Quote the data below in full, please, without altering anything.

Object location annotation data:
# # #
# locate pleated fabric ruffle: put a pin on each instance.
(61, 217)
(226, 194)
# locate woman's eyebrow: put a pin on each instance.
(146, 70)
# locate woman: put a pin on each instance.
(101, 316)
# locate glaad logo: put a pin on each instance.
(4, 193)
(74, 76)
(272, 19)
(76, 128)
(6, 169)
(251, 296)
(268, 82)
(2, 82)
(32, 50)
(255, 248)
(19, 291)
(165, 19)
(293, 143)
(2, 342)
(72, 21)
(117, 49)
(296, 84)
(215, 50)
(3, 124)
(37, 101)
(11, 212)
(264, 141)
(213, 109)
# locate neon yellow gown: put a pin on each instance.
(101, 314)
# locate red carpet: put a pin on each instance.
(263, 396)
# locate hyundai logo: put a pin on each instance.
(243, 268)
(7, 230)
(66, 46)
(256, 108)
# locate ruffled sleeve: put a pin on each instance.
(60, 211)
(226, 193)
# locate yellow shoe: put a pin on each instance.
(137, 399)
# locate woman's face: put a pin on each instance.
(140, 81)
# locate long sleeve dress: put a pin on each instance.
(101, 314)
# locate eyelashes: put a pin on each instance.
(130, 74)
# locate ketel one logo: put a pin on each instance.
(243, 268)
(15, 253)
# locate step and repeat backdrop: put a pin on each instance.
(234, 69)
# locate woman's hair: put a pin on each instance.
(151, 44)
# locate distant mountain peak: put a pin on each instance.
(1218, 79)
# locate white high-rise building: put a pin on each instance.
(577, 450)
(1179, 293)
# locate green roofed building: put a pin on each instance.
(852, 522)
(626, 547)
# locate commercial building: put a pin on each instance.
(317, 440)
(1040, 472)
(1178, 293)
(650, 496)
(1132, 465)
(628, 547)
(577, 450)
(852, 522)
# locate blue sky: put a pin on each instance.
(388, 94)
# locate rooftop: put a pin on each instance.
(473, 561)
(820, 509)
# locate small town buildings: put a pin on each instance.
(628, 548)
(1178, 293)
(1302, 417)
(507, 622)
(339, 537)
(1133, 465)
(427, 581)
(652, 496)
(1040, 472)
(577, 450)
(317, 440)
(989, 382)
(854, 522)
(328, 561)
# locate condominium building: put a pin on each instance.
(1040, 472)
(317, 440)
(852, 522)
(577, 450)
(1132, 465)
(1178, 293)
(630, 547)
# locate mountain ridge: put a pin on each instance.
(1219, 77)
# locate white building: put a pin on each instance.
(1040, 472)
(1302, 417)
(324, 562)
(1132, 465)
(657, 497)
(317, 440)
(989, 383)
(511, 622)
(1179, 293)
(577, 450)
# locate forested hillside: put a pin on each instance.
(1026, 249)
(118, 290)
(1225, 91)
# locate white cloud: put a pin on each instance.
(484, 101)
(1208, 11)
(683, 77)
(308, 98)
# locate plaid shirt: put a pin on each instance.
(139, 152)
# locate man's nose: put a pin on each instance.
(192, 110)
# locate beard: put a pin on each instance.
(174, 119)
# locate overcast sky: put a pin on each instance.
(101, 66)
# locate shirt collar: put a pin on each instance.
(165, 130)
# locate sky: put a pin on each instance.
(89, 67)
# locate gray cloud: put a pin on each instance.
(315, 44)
# # #
» **Task answer**:
# locate pleated fabric ruffle: put a pin on each instance.
(61, 217)
(226, 194)
# locate woman's eyebrow: put a pin on each instance.
(146, 70)
# locate woman: put a pin on each instance.
(101, 316)
# locate glaad logo: put a pin on each instance.
(4, 193)
(74, 76)
(272, 19)
(76, 128)
(6, 169)
(251, 296)
(268, 82)
(2, 82)
(32, 50)
(255, 248)
(19, 291)
(165, 19)
(293, 143)
(2, 342)
(72, 21)
(117, 49)
(296, 84)
(215, 50)
(3, 124)
(37, 101)
(11, 212)
(264, 141)
(213, 109)
# locate neon yellow gown: put a pin on each instance.
(101, 314)
# locate red carpet: put a pin on each instance.
(263, 396)
# locate hyundai logo: put a pin on each instance.
(243, 268)
(7, 230)
(66, 46)
(256, 108)
# locate ruffled sleeve: put a pin on each instance.
(60, 211)
(226, 193)
# locate yellow shoe: put a pin on each instance.
(137, 399)
# locate woman's face: put a pin on each instance.
(140, 81)
# locate long sleeve dress: put a pin on each instance.
(101, 314)
# locate eyelashes: put a pin on each instance.
(130, 74)
# locate ketel one logo: put a pin on each instance.
(243, 268)
(15, 253)
# locate step and repeat backdrop: put a pin on each instance.
(234, 69)
# locate woman's hair: put a pin on each instance.
(151, 44)
# locate distant mountain peak: put a pin on each instance.
(1218, 79)
# locate white high-rise building: put a pin on each instance.
(577, 450)
(1179, 293)
# locate green roofed building: put a pin on each instance.
(852, 522)
(626, 547)
# locate commercial building: put a pin on each instance.
(317, 440)
(1040, 472)
(1178, 293)
(650, 496)
(1132, 465)
(628, 547)
(577, 450)
(852, 522)
# locate blue sky: put a pin on each instance.
(388, 94)
# locate rooftop: put a pin on each instance.
(473, 561)
(820, 509)
# locate small town buildings: put a pin on each instance.
(628, 548)
(1178, 293)
(1302, 417)
(507, 622)
(339, 537)
(1133, 465)
(427, 581)
(652, 496)
(1040, 472)
(577, 450)
(317, 440)
(989, 382)
(854, 522)
(328, 561)
# locate condominium building: put a pin on each instance.
(1040, 472)
(317, 440)
(852, 522)
(577, 450)
(1132, 465)
(1178, 293)
(630, 547)
# locate mountain ridge: put a pin on each instance.
(1219, 77)
# locate white building: put a pin on each instance.
(1040, 472)
(1302, 417)
(324, 562)
(1132, 465)
(657, 497)
(317, 440)
(989, 383)
(511, 622)
(1179, 293)
(577, 450)
# locate forested hillside: put a pin on each instance.
(1026, 249)
(118, 290)
(1225, 91)
# locate white cloud: put a pin on each instance.
(484, 101)
(1208, 11)
(683, 77)
(308, 98)
# locate plaid shirt: put a pin on each instance.
(139, 152)
# locate man's nose: put a pin on each instance.
(192, 110)
# locate beard: put a pin on each instance.
(174, 119)
# locate overcast sky: put a pin on each instance.
(101, 66)
# locate shirt collar: put a pin on each instance.
(165, 130)
# locate sky: put a pin on each instance.
(89, 67)
# locate gray cloud: put a pin on each instance.
(315, 44)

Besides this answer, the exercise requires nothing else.